## Task description:
Rewrite these rows, changing each "positive clicks" to "foreground clicks" and leaving everything else exactly as it is.

## Stored items:
○ ○ ○

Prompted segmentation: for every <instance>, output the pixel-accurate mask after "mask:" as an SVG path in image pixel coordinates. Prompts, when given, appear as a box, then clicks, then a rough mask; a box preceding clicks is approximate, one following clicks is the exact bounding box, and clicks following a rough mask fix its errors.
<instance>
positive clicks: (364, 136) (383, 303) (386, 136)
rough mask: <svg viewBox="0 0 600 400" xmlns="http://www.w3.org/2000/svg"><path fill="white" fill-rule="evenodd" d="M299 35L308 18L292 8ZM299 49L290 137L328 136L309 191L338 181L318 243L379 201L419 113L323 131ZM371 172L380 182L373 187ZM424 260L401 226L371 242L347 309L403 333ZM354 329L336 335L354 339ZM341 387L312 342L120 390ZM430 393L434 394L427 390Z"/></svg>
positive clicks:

○ ○ ○

## Solution for this exercise:
Prompted segmentation: for every <instance>, output the pixel-accurate mask after "mask:" as an SVG path in image pixel coordinates. Prompts, when given, appear as a box, then clicks, then a rough mask; a box preceding clicks is approximate, one following clicks is the exact bounding box, and clicks following a rough mask fix its errors.
<instance>
foreground clicks: (364, 136) (383, 303) (386, 136)
rough mask: <svg viewBox="0 0 600 400" xmlns="http://www.w3.org/2000/svg"><path fill="white" fill-rule="evenodd" d="M299 35L308 18L292 8ZM299 49L290 137L328 136L309 191L338 181L318 243L379 201L419 113L323 131ZM371 172L380 182L373 187ZM424 260L401 226L371 242L347 309L403 333ZM354 329L336 335L354 339ZM341 387L312 342L120 390ZM430 393L434 394L427 390Z"/></svg>
foreground clicks:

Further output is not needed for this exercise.